■ **Recorded information**:

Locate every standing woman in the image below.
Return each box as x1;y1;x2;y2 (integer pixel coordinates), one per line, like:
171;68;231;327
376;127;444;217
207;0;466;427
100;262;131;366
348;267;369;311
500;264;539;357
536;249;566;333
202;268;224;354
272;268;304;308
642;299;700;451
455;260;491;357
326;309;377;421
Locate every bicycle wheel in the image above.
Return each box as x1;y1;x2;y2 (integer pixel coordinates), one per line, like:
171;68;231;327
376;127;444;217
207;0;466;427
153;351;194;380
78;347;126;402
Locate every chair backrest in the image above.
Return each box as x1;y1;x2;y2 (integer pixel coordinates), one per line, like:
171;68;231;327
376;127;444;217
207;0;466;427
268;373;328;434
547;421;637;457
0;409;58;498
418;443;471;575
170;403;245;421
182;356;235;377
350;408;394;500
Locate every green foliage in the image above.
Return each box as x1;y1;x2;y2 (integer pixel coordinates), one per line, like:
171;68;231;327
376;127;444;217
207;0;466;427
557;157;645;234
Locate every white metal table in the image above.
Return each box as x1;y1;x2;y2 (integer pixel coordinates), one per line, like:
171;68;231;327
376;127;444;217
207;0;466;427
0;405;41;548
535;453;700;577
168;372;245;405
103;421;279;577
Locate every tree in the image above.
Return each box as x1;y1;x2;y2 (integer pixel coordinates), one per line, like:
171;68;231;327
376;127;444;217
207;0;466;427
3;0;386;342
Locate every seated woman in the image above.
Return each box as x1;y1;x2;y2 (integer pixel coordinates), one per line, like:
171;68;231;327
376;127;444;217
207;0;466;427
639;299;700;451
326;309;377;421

---

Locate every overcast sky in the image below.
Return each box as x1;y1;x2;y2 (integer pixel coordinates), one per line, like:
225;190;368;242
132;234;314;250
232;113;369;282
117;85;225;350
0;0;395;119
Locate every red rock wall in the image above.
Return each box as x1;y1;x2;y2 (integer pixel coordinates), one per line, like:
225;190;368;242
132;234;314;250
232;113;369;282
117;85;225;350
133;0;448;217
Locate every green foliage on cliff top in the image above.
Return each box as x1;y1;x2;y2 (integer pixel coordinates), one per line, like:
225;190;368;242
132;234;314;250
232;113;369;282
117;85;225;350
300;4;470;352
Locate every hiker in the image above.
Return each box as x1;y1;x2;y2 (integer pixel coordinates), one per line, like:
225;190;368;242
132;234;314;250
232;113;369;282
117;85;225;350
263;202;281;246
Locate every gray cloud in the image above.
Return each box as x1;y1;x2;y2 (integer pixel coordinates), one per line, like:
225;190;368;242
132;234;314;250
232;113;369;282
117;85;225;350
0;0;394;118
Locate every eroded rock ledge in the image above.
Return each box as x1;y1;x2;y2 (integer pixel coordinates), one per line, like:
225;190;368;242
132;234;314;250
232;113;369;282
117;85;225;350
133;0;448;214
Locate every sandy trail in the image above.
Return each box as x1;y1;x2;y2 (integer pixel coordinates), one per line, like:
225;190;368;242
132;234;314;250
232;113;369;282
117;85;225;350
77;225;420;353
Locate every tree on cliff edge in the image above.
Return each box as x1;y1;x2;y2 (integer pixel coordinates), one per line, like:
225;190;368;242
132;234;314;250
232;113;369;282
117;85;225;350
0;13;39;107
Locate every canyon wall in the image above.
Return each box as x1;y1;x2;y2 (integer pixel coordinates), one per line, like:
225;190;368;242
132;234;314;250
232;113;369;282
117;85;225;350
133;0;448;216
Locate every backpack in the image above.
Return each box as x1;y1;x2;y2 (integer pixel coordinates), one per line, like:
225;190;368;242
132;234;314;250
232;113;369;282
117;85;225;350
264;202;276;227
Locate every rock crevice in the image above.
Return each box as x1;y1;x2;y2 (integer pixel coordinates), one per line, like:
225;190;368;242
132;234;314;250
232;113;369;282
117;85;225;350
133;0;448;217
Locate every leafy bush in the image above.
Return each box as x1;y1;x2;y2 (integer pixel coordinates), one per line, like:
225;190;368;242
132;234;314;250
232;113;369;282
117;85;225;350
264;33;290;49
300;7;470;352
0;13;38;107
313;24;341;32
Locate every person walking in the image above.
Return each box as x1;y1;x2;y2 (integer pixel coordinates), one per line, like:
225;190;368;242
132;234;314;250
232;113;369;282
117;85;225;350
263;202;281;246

---

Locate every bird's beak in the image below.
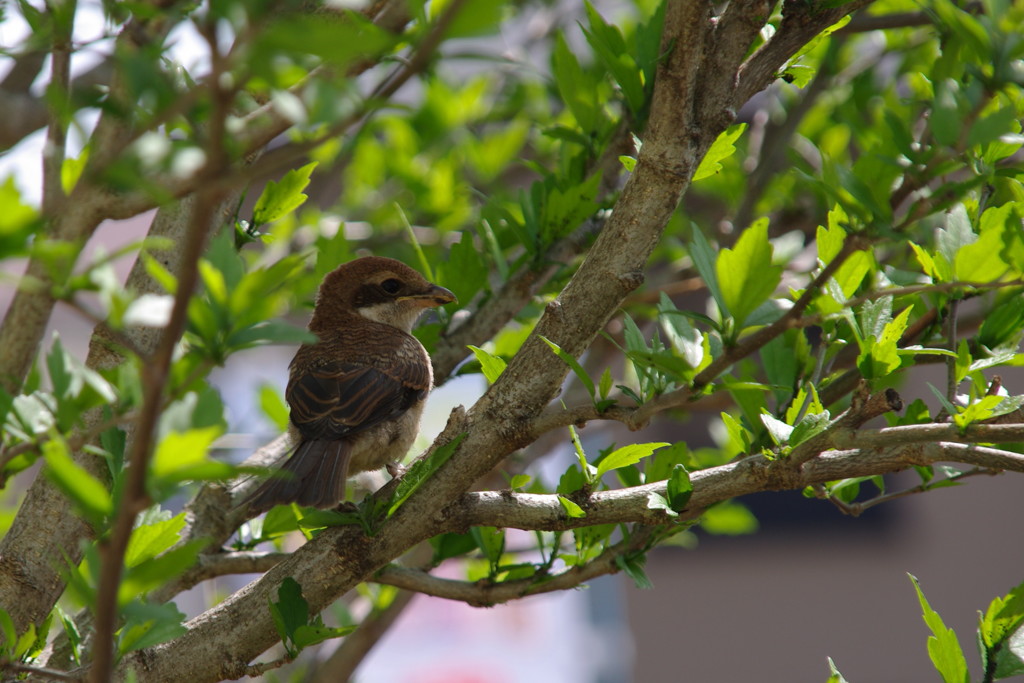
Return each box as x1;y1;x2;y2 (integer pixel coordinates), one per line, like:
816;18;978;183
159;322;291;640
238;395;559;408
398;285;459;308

■ **What you have to do**:
Rewrite the rows from the line with "Locate every bird's beak in the image below." to the line with "398;285;459;308", replacing "beak" with "bill" and changing nothing else. Omit the pictures from your answer.

■ **Solved exercise**:
Locate every bird's bill in the image below.
Return each box as x1;y1;x2;y2 (integer pixel coordinates), one per line, like:
816;18;978;183
159;322;291;640
238;395;559;408
398;285;459;308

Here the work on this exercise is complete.